*What to do*
Make an exact copy of the listing below.

*Material to process*
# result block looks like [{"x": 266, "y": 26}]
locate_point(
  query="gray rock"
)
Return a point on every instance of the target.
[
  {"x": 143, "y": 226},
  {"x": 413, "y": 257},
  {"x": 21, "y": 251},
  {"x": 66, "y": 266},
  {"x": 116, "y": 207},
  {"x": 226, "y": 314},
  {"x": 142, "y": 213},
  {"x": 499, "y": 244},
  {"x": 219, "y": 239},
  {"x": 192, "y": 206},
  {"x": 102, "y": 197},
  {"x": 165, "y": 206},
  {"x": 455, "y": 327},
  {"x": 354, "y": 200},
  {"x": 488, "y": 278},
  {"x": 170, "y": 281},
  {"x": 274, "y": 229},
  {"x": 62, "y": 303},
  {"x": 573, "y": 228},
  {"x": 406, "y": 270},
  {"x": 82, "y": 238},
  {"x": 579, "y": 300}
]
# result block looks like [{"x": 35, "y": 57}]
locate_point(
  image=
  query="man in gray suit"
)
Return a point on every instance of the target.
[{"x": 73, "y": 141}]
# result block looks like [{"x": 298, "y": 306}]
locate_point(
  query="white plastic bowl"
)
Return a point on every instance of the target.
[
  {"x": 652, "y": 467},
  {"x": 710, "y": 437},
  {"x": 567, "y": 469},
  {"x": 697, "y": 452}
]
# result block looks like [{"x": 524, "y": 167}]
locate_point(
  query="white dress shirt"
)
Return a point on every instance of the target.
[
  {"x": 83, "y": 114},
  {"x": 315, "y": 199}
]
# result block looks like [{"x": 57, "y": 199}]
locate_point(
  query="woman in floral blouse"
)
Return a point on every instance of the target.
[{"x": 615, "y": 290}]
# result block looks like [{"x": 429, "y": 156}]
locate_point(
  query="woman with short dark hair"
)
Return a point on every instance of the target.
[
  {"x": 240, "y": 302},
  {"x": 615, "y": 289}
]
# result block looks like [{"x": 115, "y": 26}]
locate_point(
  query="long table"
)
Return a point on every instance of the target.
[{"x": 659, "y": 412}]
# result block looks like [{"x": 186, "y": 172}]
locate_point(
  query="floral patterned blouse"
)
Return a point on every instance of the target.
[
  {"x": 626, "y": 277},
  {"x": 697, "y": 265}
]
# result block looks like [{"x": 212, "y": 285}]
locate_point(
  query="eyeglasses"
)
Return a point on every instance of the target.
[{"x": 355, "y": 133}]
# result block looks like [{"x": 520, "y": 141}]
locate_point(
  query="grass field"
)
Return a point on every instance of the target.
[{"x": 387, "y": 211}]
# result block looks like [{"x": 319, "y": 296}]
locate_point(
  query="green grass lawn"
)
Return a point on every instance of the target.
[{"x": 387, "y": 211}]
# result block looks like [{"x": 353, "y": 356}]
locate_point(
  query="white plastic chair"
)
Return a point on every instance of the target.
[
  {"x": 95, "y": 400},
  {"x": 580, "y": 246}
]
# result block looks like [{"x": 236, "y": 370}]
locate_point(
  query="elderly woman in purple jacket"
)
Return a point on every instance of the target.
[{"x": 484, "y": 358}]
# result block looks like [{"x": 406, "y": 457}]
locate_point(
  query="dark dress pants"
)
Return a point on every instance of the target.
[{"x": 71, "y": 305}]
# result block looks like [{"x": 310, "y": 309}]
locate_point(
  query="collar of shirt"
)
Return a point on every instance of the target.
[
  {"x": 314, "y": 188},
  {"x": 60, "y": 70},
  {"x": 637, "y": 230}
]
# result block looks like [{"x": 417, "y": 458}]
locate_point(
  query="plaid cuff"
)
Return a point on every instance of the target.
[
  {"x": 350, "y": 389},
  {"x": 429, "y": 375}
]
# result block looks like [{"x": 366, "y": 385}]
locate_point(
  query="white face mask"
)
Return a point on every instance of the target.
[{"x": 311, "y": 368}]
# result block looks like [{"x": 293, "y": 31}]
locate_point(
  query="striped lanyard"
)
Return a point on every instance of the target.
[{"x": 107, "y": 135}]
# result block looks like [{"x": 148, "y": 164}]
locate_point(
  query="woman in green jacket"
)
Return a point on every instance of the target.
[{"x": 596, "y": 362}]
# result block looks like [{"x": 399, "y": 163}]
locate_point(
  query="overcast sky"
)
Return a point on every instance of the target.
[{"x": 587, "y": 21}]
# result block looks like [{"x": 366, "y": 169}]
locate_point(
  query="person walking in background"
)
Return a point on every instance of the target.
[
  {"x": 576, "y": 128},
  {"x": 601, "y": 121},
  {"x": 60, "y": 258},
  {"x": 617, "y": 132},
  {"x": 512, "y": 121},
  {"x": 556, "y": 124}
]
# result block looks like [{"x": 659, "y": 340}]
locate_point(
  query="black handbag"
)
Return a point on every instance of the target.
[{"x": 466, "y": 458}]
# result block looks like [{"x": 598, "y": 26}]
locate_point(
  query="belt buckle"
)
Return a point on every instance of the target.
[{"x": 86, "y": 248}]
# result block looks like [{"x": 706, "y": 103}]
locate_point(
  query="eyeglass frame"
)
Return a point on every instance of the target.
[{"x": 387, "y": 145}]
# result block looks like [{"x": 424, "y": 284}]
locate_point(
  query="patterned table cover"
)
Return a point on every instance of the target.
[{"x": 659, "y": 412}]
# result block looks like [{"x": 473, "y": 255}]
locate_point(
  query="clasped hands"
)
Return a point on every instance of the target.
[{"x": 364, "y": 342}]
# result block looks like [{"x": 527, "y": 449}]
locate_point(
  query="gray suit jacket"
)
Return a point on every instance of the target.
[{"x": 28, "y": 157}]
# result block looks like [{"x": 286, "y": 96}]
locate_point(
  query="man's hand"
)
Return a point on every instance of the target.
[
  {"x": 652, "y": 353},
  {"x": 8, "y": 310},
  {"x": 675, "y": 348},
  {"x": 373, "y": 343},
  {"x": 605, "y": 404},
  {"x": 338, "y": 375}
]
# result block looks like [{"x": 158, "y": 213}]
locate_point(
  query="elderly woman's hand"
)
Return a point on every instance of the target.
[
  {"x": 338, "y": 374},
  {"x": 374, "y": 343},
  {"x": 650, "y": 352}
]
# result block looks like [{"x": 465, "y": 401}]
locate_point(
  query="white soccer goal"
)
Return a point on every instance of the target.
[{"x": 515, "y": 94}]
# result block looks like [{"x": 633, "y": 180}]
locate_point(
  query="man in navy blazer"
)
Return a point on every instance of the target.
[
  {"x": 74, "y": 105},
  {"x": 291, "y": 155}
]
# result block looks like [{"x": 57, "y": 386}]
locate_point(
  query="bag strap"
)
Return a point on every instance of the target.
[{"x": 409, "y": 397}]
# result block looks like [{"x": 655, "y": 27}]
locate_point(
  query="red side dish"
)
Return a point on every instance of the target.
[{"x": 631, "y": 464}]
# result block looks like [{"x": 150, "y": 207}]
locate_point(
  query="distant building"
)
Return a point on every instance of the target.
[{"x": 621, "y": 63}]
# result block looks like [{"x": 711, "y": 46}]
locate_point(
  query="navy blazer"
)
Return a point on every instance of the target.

*The response*
# result block looks like [{"x": 266, "y": 26}]
locate_point(
  query="gray rock"
)
Return a point on every instance of the target.
[
  {"x": 143, "y": 226},
  {"x": 413, "y": 257},
  {"x": 21, "y": 251},
  {"x": 66, "y": 266},
  {"x": 116, "y": 207},
  {"x": 226, "y": 314},
  {"x": 142, "y": 213},
  {"x": 499, "y": 244},
  {"x": 219, "y": 239},
  {"x": 192, "y": 206},
  {"x": 102, "y": 197},
  {"x": 165, "y": 206},
  {"x": 455, "y": 327},
  {"x": 354, "y": 200},
  {"x": 488, "y": 278},
  {"x": 170, "y": 281},
  {"x": 274, "y": 229},
  {"x": 62, "y": 303},
  {"x": 573, "y": 228},
  {"x": 406, "y": 270},
  {"x": 82, "y": 238},
  {"x": 579, "y": 300}
]
# result block looks like [{"x": 35, "y": 57}]
locate_point(
  image=
  query="man in gray suit"
)
Return a point on every instance of the target.
[{"x": 73, "y": 141}]
# result block looks like [{"x": 298, "y": 306}]
locate_point(
  query="white plastic bowl"
)
Return a point on every instance of the target.
[
  {"x": 652, "y": 467},
  {"x": 710, "y": 437},
  {"x": 567, "y": 469},
  {"x": 697, "y": 452}
]
# result block looks like [{"x": 524, "y": 167}]
locate_point(
  query="white dress shirt"
)
Return a point on every instance of the target.
[
  {"x": 83, "y": 114},
  {"x": 315, "y": 199}
]
# result block looks like [{"x": 57, "y": 199}]
locate_point(
  query="woman in floral blouse"
)
Return a point on every instance of the target.
[{"x": 615, "y": 290}]
# result block looks like [{"x": 429, "y": 156}]
locate_point(
  query="woman with short dark hair"
)
Return a point on every instance of the target.
[
  {"x": 240, "y": 302},
  {"x": 615, "y": 289}
]
# result block looks like [{"x": 115, "y": 26}]
locate_point(
  query="long table"
)
Return a point on every instance of the target.
[{"x": 659, "y": 412}]
# result block looks like [{"x": 186, "y": 172}]
locate_point(
  query="floral patterned blouse"
)
Return a point on every instance of the target.
[
  {"x": 626, "y": 277},
  {"x": 697, "y": 265}
]
# result block looks like [{"x": 212, "y": 285}]
locate_point(
  query="eyeglasses"
)
Return a point on every instance of the target.
[{"x": 355, "y": 133}]
# result block looks like [{"x": 520, "y": 141}]
locate_point(
  query="grass field"
)
Return a point on every instance of the target.
[{"x": 387, "y": 211}]
# result block looks like [{"x": 319, "y": 296}]
locate_point(
  query="green grass lawn"
)
Return a point on every instance of the target.
[{"x": 387, "y": 211}]
# result block looks like [{"x": 353, "y": 356}]
locate_point(
  query="white plastic chair"
)
Return a point on every instance of the target.
[
  {"x": 95, "y": 400},
  {"x": 580, "y": 246}
]
# result block looks like [{"x": 236, "y": 370}]
locate_point(
  query="elderly woman in purple jacket"
)
Return a point on every instance of the target.
[{"x": 484, "y": 358}]
# result block looks like [{"x": 406, "y": 457}]
locate_point(
  query="dark dress pants"
)
Return a point on every instance of the target.
[{"x": 71, "y": 305}]
# result block looks like [{"x": 310, "y": 309}]
locate_point(
  query="collar of shirt"
)
Return a point on every instance of the target.
[
  {"x": 314, "y": 188},
  {"x": 60, "y": 70},
  {"x": 637, "y": 230}
]
# result block looks like [{"x": 417, "y": 458}]
locate_point(
  query="plaid cuff"
)
Return a point on every instance of the target.
[
  {"x": 350, "y": 389},
  {"x": 429, "y": 375}
]
# result block looks like [{"x": 366, "y": 385}]
locate_point(
  query="white face mask"
)
Return a point on every instance of the target.
[{"x": 311, "y": 368}]
# result block looks like [{"x": 293, "y": 31}]
locate_point(
  query="striped lanyard"
)
Return a point on every instance of the target.
[{"x": 107, "y": 135}]
# result block looks like [{"x": 148, "y": 164}]
locate_point(
  query="woman in green jacket"
)
Return a point on every instance of the target.
[{"x": 596, "y": 362}]
# result block looks like [{"x": 399, "y": 163}]
locate_point(
  query="overcast sky"
)
Return a point on every instance of the target.
[{"x": 587, "y": 21}]
# result block looks like [{"x": 366, "y": 169}]
locate_point(
  query="person walking in background"
)
Return a point on every instance of the target.
[
  {"x": 576, "y": 128},
  {"x": 601, "y": 121},
  {"x": 60, "y": 258},
  {"x": 617, "y": 132},
  {"x": 512, "y": 121},
  {"x": 556, "y": 124}
]
# result block looks like [{"x": 659, "y": 340}]
locate_point(
  query="black handbag"
)
Return a point on every instance of the target.
[{"x": 466, "y": 458}]
# result block looks like [{"x": 598, "y": 26}]
locate_point(
  query="belt buckle"
)
Return a point on every instance of the target.
[{"x": 86, "y": 248}]
# result block looks like [{"x": 706, "y": 103}]
locate_point(
  query="eyeglass frame"
)
Return a point on every instance of the target.
[{"x": 387, "y": 145}]
# result block looks like [{"x": 424, "y": 284}]
locate_point(
  query="patterned table cover"
)
Return a point on every instance of the target.
[{"x": 659, "y": 412}]
# result block looks like [{"x": 473, "y": 255}]
locate_point(
  query="clasped hands"
)
Return a point on every instance of the target.
[{"x": 364, "y": 342}]
# result block looks like [{"x": 527, "y": 449}]
locate_point(
  query="gray suit jacket"
)
Return a point on every instance of the target.
[{"x": 28, "y": 157}]
# result block looks like [{"x": 286, "y": 96}]
locate_point(
  query="man's hand"
)
Return a point on every instance of the target.
[
  {"x": 652, "y": 353},
  {"x": 8, "y": 310},
  {"x": 675, "y": 348},
  {"x": 373, "y": 343},
  {"x": 605, "y": 404},
  {"x": 338, "y": 375}
]
# result block looks like [{"x": 158, "y": 213}]
locate_point(
  query="elderly woman's hand"
)
Return a point on every instance of the target.
[
  {"x": 338, "y": 374},
  {"x": 374, "y": 343},
  {"x": 650, "y": 352}
]
# result block looks like [{"x": 465, "y": 401}]
locate_point(
  query="white soccer goal"
)
Return a point on every instance of the target.
[{"x": 515, "y": 94}]
# result block looks like [{"x": 633, "y": 180}]
locate_point(
  query="man in navy blazer"
)
Return a point on every instance of the target.
[
  {"x": 74, "y": 105},
  {"x": 291, "y": 155}
]
# result block looks like [{"x": 57, "y": 386}]
locate_point(
  query="bag strap"
)
Return a point on every instance of the target.
[{"x": 409, "y": 397}]
# result block looks like [{"x": 655, "y": 27}]
locate_point(
  query="red side dish"
)
Return a point on every instance of the target.
[{"x": 631, "y": 464}]
# result block looks like [{"x": 150, "y": 207}]
locate_point(
  query="distant building"
)
Return a point on every instance of the target.
[{"x": 621, "y": 63}]
# result block looks like [{"x": 711, "y": 46}]
locate_point(
  query="navy blazer"
)
Return a point on every instance of the target.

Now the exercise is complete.